**What is being asked**
Copy the lines from the one containing "Place one keypoint on each instance of the hat" through the end of the records, putting "lawn" in place of "grass field" and changing nothing else.

**Data for this exercise**
▶

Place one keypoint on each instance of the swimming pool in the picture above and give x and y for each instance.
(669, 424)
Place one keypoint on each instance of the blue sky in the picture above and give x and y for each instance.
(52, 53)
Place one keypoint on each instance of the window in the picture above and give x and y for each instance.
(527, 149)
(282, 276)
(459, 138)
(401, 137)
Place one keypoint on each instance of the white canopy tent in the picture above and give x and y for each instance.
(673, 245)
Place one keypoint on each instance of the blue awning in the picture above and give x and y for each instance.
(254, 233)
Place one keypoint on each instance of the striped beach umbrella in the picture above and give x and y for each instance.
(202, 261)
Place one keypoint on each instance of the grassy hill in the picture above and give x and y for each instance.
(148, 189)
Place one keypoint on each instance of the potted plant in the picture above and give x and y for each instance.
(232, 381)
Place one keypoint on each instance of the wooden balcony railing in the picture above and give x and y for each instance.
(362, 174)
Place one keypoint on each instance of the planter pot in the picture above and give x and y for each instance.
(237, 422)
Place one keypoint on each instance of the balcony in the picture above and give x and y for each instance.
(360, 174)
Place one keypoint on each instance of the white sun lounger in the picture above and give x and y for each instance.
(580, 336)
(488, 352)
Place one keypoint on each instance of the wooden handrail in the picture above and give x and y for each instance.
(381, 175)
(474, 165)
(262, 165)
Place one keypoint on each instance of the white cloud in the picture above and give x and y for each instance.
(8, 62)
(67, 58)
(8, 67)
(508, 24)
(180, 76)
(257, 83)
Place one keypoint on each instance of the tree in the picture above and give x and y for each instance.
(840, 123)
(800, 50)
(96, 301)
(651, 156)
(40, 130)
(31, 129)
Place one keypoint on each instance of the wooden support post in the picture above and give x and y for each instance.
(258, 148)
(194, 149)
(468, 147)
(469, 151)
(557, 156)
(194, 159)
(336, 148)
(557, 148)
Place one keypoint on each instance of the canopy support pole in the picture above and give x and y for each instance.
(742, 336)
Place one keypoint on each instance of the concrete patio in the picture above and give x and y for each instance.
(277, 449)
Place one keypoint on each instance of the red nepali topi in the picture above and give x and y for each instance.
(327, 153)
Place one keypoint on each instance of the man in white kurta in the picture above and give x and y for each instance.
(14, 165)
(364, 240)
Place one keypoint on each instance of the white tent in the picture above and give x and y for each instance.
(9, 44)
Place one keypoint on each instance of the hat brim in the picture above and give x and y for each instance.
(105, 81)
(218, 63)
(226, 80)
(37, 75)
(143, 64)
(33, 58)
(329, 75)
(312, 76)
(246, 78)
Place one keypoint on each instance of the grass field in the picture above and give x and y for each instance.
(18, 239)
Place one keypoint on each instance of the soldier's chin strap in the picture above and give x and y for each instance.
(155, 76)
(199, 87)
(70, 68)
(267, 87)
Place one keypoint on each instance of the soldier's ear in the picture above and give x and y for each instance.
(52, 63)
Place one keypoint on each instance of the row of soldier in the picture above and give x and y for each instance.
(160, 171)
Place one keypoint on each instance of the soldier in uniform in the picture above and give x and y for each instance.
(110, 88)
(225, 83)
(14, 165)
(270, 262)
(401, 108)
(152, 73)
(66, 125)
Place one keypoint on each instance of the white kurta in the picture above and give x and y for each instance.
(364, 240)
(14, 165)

◀

**Response**
Place one keypoint on each instance of the hat brim in the picture above and give x and y for each instance.
(105, 81)
(218, 63)
(226, 80)
(37, 75)
(143, 64)
(33, 58)
(329, 75)
(312, 76)
(246, 78)
Place one keypoint on each instance of the lawn in the picture above and give x and y for each instance.
(18, 239)
Place one keypoint on each instance of the soldier's chin strap in the picture above and give x and y for each instance.
(155, 76)
(199, 87)
(70, 68)
(267, 87)
Place one keypoint on each instance of the soldier's ear in the picture above and give x and y for each instance.
(52, 63)
Place one keypoint on each instance of the row of soldier in the picture above and give x and y for each instance.
(160, 171)
Place one keypoint on each instance of the soldier in uniform in the picture above and give x and y for each instance.
(110, 88)
(225, 83)
(14, 165)
(270, 262)
(401, 108)
(152, 73)
(66, 125)
Place one keypoint on each instance of the white kurta in the picture above and give x and y for each instance.
(364, 240)
(14, 165)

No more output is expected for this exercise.